> _SOURCE MATERIAL_
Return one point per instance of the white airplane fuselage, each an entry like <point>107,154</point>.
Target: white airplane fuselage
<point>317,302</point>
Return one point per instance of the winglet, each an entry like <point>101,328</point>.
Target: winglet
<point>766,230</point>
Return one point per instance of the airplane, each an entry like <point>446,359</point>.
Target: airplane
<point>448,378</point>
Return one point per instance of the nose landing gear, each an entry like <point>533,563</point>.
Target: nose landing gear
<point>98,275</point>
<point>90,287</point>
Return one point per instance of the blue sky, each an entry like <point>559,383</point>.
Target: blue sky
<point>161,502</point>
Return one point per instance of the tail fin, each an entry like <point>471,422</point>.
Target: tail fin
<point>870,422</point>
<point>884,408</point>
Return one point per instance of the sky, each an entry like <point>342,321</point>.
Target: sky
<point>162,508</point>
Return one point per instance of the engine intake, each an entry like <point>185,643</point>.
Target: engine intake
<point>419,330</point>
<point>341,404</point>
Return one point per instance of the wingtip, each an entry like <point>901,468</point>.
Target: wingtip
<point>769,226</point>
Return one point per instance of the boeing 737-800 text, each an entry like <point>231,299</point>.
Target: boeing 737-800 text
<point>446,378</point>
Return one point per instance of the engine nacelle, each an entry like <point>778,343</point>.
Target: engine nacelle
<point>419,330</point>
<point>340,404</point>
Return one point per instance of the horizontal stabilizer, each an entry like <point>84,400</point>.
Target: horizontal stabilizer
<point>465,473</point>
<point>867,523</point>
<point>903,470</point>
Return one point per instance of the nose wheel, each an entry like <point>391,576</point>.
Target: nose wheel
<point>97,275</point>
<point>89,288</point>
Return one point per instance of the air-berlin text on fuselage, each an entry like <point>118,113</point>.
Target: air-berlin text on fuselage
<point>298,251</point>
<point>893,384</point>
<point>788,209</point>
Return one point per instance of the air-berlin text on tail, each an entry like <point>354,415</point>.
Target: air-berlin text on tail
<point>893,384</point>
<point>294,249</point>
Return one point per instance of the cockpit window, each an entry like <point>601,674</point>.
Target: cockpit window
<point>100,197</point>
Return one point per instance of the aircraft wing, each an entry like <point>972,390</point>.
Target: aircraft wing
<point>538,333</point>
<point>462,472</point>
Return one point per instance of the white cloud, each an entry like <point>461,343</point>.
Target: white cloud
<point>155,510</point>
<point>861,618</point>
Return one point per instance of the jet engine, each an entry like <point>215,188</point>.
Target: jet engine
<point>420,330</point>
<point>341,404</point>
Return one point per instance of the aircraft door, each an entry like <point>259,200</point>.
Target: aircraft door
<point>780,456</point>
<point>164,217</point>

> _EXERCISE GOAL_
Rewrite the records above, changing every "nose wheel" to "front wheel" and leaving all other text as it is.

> _RESULT_
Return one point per instance of the white airplane fuselage, each an entry like <point>107,154</point>.
Target: white airplane fuselage
<point>317,302</point>
Return one point per instance of the winglet, each an entry like <point>101,328</point>.
Target: winglet
<point>766,230</point>
Return one point per instance of the airplane, each an entry like <point>446,359</point>.
Target: airplane
<point>448,378</point>
Return one point per instance of the nose landing gear, each an entry like <point>533,563</point>.
Target: nose landing gear
<point>98,275</point>
<point>90,287</point>
Return one point per instance of the blue sky, each an entry like <point>559,383</point>.
Target: blue sky
<point>161,502</point>
Return one point per instance of the tail fin, each an entry like <point>471,422</point>.
Target: tail fin
<point>870,422</point>
<point>884,408</point>
Return one point per instance of the sky, each an entry like <point>342,321</point>.
Target: sky
<point>162,508</point>
Return one point per instance of the engine intake, each an entry like <point>185,643</point>.
Target: engine intake
<point>419,330</point>
<point>341,404</point>
Return one point per instance of the wingtip, each an entry like <point>901,468</point>.
Target: wingtip
<point>769,226</point>
Return one point per instance of the boeing 737-800 text, each an entry like <point>231,299</point>.
Target: boeing 737-800 text
<point>446,378</point>
Return one point per instance of the engine nacelle, each an entry like <point>778,343</point>.
Target: engine nacelle
<point>419,330</point>
<point>340,404</point>
Return one point per instance of the horizontal stabilizer, each an entry like <point>84,400</point>.
Target: horizontal stabilizer
<point>465,473</point>
<point>867,523</point>
<point>903,470</point>
Return one point per instance of the front wheel, each an entry like <point>391,576</point>.
Target: front wheel
<point>97,275</point>
<point>89,288</point>
Return one point per instance of the air-berlin text on fuselage, each an entry like <point>118,113</point>.
Target: air-berlin text on fuselage
<point>298,251</point>
<point>893,384</point>
<point>788,209</point>
Return one point per instance of the air-berlin text on tail, each an entry like <point>354,415</point>.
Target: air-berlin text on tail
<point>893,384</point>
<point>294,249</point>
Return one point per instance of the cockpit window, each an entry like <point>601,674</point>.
Target: cockpit window
<point>100,197</point>
Return one point per instance of the aircraft wing, each an entry like <point>972,390</point>.
Target: aircraft wing
<point>538,333</point>
<point>462,472</point>
Return one point per instance of the white cloud, each an entry like <point>461,343</point>.
Target: white cloud
<point>155,510</point>
<point>861,618</point>
Return one point per instance of the jet engine, each an entry like <point>215,188</point>.
Target: jet engine
<point>420,330</point>
<point>341,404</point>
Return one point per instance of the aircraft door, each an entry like <point>259,200</point>.
Target: aircraft door
<point>780,456</point>
<point>164,217</point>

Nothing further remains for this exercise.